- [Extrait choisi]:
########################################

L’animal traité n’est jamais “stérilisé” sur un plan parasitologique et est donc exposé aux rechutes : il convient d’avertir le propriétaire des signes évocateurs (abattement, anorexie modérée, épistaxis, etc.). L’animal doit être examiné cliniquement et contrôlé (examens biologiques et sérologiques) au moins deux fois par an.
PD : En l’absence de chimioprévention et de vaccin commercialisé, la seule prophylaxie repose sur l’éviction des piqûres de phlébotomes. Il convient de rentrer le chien dans la maison ou un abri en fin de journée, des mois d’avril à octobre dans nos régions, les phlébotomes étant des insectes actifs à la tombée du jour et strictement exophiles. L’utilisation d’insecticides rémanents dont certaines présentations ont officiellement l’indication : collier à la deltaméthrine (Scalibor®), spot-on de perméthine et d’imidaclopride (Advantix®), est la seconde mesure prophylactique à instaurer.

########################################

- [Lignes de données]:

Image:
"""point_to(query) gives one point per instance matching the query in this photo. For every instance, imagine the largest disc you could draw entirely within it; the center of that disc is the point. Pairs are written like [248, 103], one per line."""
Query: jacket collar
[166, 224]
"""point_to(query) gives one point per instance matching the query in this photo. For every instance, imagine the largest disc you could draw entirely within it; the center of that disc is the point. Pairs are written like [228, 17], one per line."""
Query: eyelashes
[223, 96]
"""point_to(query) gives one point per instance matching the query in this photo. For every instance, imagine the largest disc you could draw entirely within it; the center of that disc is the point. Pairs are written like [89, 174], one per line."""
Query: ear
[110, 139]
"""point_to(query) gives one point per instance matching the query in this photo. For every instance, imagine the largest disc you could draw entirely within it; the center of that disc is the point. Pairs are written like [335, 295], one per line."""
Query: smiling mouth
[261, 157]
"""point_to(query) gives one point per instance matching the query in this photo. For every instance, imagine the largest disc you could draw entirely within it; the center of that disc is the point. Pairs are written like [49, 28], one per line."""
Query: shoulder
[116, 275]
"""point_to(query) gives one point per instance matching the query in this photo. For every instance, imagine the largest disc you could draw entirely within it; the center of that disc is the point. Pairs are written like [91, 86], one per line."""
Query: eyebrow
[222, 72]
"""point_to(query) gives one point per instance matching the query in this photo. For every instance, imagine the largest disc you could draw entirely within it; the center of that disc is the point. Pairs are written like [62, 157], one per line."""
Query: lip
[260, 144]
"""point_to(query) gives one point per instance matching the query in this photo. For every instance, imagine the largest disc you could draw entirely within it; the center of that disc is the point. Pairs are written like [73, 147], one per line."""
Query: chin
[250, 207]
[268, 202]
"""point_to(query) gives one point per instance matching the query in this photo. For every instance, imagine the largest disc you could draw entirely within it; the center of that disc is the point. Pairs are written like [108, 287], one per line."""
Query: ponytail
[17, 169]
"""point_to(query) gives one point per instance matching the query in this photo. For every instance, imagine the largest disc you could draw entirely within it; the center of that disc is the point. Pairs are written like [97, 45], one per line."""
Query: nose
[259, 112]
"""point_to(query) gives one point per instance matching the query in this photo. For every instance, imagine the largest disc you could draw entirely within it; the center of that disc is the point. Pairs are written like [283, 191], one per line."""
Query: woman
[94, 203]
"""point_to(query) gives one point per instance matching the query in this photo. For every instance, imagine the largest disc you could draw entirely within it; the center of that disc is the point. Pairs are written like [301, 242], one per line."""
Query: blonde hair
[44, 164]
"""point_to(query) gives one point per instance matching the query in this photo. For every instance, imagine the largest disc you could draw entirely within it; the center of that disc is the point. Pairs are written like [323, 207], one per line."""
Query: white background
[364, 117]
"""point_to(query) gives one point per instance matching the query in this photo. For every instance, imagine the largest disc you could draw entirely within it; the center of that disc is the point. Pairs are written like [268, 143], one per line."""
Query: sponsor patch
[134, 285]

########################################

- [Exercice 1]: Résumez en deux phrases l'extrait sur la protection du chien contre les phlébotomes.
- [Exercice 2]: Prolongez l'extrait sur la protection du chien contre les phlébotomes à la suite de sa dernière phrase.

- [Réponse 1]: Un animal traité reste exposé aux rechutes : le propriétaire doit donc en connaître les signes, et l'animal doit être examiné et contrôlé au moins deux fois par an. Faute de chimioprévention et de vaccin commercialisé, la prophylaxie repose sur l'éviction des piqûres de phlébotomes, en rentrant le chien en fin de journée d'avril à octobre, puis en utilisant des insecticides rémanents.

- [Réponse 2]:
GB : Les insecticides actuels sont pratiques à utiliser, peu toxiques, efficaces contre de nombreux genres d’insectes, dont les phlébotomes. Toutefois, ils ne peuvent conférer une protection absolue pour tous les chiens, indépendamment de leur mode de vie, de la pression parasitaire, de bains ou de shampooings. Ils contribuent, lorsqu’ils sont utilisés massivement et durablement, à diminuer la prévalence des sources de parasites (les chiens parasités), et, par conséquent, les prévalences sérologique et clinique observées au sein de la population générale.
Les vaccins sont particulièrement difficiles à mettre en place en raison de la complexité biologique et antigénique du parasite. Les candidats vaccinaux prometteurs ne sont pas commercialisés.
GB : Le parasite est facilement transmissible, mais pas la maladie. En effet, les enquêtes épidémiologiques démontrent qu’en zone endémique, les sujets présentant une trace sérologique ou la preuve d’une réaction immunitaire à l’encontre du parasite (test intradermique à la leishmanine par exemple) sont nombreux. Les individus malades le sont beaucoup moins : dans nos pays développés, il s’agit le plus souvent de sujets souffrant d’une immunodépression (soit d’origine virale : HIV en Espagne par exemple, soit iatrogène : traitement postgreffe en France) ou de très jeunes pour lesquels le traitement est efficace. Le Centre national de référence des leishmanies (Pr J.-P. Dedet, faculté de Montpellier) recense environ 20 à 25 cas autochtones par an en France.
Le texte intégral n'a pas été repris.